Exercise objective:
Rewrite the listing below, changing every "picnic table" to "park table" and leaving everything else as it is. Omit the pictures from your version.

═════ Stored records ═════

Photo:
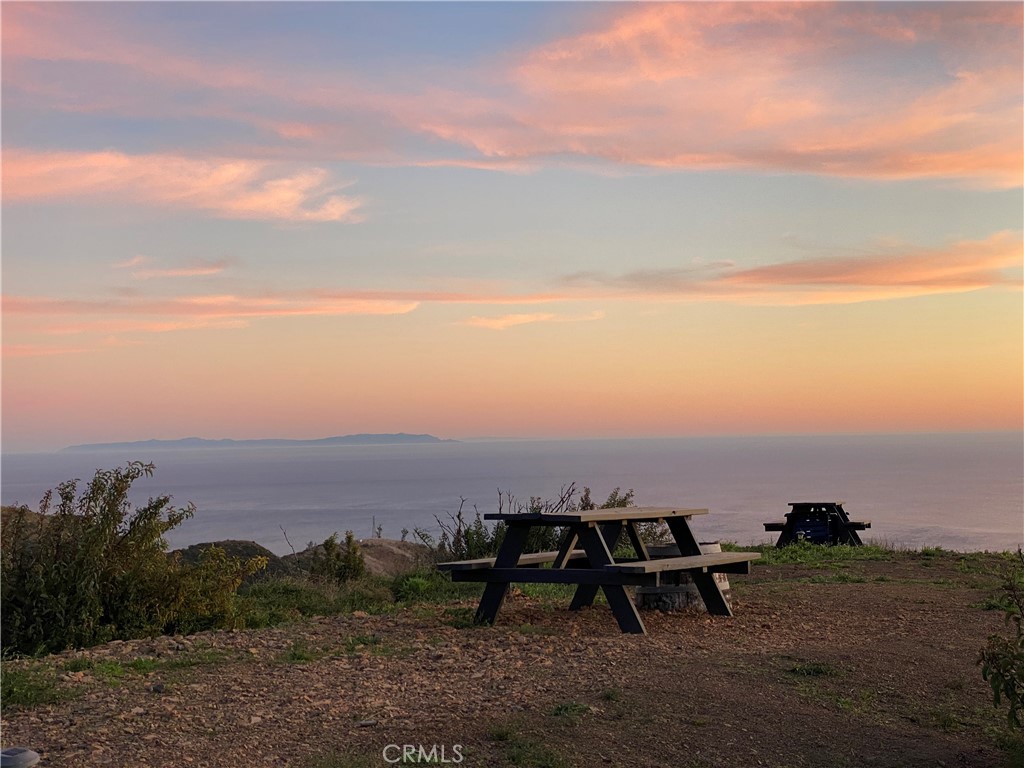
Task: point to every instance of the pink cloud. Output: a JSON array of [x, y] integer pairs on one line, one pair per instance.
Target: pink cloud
[[505, 322], [195, 270], [227, 188], [762, 86], [770, 87], [887, 273]]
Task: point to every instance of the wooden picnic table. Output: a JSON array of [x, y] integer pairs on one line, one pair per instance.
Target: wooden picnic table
[[586, 557], [818, 522]]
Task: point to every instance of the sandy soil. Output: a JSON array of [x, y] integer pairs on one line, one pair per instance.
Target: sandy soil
[[872, 665]]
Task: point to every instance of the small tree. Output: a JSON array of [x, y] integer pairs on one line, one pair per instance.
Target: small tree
[[1003, 658], [89, 567], [341, 562]]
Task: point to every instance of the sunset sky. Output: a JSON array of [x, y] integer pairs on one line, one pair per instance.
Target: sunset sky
[[530, 219]]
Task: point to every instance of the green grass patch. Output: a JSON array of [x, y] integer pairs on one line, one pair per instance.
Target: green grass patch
[[837, 578], [553, 592], [461, 619], [31, 686], [570, 710], [805, 553], [269, 601], [528, 753], [299, 652], [339, 760], [538, 630], [813, 669]]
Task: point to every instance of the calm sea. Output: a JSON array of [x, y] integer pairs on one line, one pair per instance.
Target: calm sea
[[963, 492]]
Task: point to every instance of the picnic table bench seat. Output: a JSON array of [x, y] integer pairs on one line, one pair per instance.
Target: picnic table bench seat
[[534, 558], [731, 562], [819, 522]]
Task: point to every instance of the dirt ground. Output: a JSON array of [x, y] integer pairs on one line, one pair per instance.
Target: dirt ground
[[871, 665]]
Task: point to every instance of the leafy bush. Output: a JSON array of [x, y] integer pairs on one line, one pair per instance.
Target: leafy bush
[[340, 562], [89, 568], [1003, 658]]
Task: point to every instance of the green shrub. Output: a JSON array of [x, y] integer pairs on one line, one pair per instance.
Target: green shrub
[[89, 568], [341, 562], [1003, 658]]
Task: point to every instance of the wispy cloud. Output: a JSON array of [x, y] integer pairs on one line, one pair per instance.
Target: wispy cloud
[[888, 272], [505, 322], [211, 306], [130, 263], [882, 91], [224, 187]]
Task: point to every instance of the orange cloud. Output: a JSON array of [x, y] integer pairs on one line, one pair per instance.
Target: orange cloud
[[196, 270], [509, 321], [764, 86], [226, 306], [227, 188], [887, 273], [888, 91]]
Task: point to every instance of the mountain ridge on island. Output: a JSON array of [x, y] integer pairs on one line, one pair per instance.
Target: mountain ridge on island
[[395, 438]]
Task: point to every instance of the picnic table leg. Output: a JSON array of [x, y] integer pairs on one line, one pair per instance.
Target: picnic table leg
[[710, 592], [621, 603], [586, 593], [508, 557]]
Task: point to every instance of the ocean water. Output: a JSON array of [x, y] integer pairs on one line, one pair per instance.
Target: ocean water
[[962, 492]]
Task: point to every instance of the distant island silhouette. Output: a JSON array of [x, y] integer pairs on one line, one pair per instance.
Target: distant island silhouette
[[194, 442]]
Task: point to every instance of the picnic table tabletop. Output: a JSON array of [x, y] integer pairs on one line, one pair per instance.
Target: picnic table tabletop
[[614, 514]]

═════

Final answer:
Photo:
Task: point to every instance of the pink cloud. Output: a JSON array of [x, y] integer pairs on one line, one pair per instance.
Target: pink cloud
[[505, 322], [195, 270], [227, 188], [762, 86], [770, 87], [887, 273]]
Task: point to every instance of the wooden park table. Output: a JSON array of [x, y] integer pairs on one line, one pair per instance.
Target: wooden park table
[[586, 557], [818, 522]]
Task: point to every instance of the sandy soil. Output: a JSON array of [x, y] integer pairs on one line, one pair per instance.
Target: sandy soil
[[872, 665]]
Task: point to every instance of the small tree. Output: a JSON array of [x, y] integer pairs on one line, one pair per instance.
Target: small tree
[[1003, 658], [89, 567], [341, 562]]
Task: point to every instance of the sunset sky. Output: a JSON array of [x, y] integer pairs on one line, one pair per instance.
Target: sunset sky
[[530, 219]]
Task: point to every instance of the green grass patch. Output: a JSON array of [x, y] integer pairs on one line, one pair per instance.
Target: green grass patch
[[837, 578], [553, 592], [461, 619], [31, 686], [570, 710], [805, 553], [269, 601], [528, 753], [299, 652], [339, 760], [538, 630], [813, 669]]
Task: point to every instance of the calm sea. Output: a JSON array of [x, y] integer pairs on one line, one pair per instance.
Target: calm sea
[[963, 492]]
Task: point to every instance of the park table bench seat. Output: a JSON array of [x, y] integer pairs on one line, one pair per instance.
Target: park table bench seat
[[534, 558], [731, 562], [819, 522]]
Task: point to every instance of the dirt ground. Output: a JSON array of [x, y] integer pairs on one line, one pair per instance.
Target: dirt ground
[[871, 665]]
Task: point to every instance of the leafy bush. Output: a JSON array of [x, y] integer pairs on one line, one pair per instance.
Target: leafy bush
[[340, 562], [89, 568], [1003, 658]]
Task: point to every instance of the green shrub. Output: a JSON array of [x, y] integer pairs on one line, one pair per instance.
Target: green shrub
[[89, 568], [341, 562], [1003, 658]]
Task: point to every instance of the wispy cloud. Output: a JSON array of [x, y] integer pairs on one line, one pair per instance.
Target: wispy cloud
[[888, 272], [505, 322], [211, 306], [130, 263], [882, 91], [224, 187]]
Task: point to every instance of the orange cloud. Output: a JSON array of [x, y] integer pairs on one line, one pair per instance.
Target: orange cloud
[[196, 270], [509, 321], [764, 86], [226, 306], [227, 188], [887, 273], [888, 91]]
Task: point to every instance of the mountain ridge on island. Output: a JSON array of [x, y] integer pairs on one line, one pair per instance.
Target: mountain ridge on island
[[395, 438]]
Task: point to every instance of the park table leg. Output: a JSON array of [x, y] integer pairs on one line, one pair per instance.
Target: park table leg
[[710, 592], [621, 603], [586, 593], [508, 557]]
Task: point to every instance of the ocean water. Output: a JSON array of [x, y] integer pairs on one line, one pair per instance.
Target: ocean water
[[962, 492]]
Task: point to every instance of the distant island silhouette. Output: a JSON array of [x, y] integer pairs on one line, one pair per instance.
Target: distant island silhouette
[[194, 442]]
Task: point to every instance of the park table tabletop. Output: a JSON array of [x, y] integer pairs on one line, one pair per instance.
Target: park table tabletop
[[614, 514]]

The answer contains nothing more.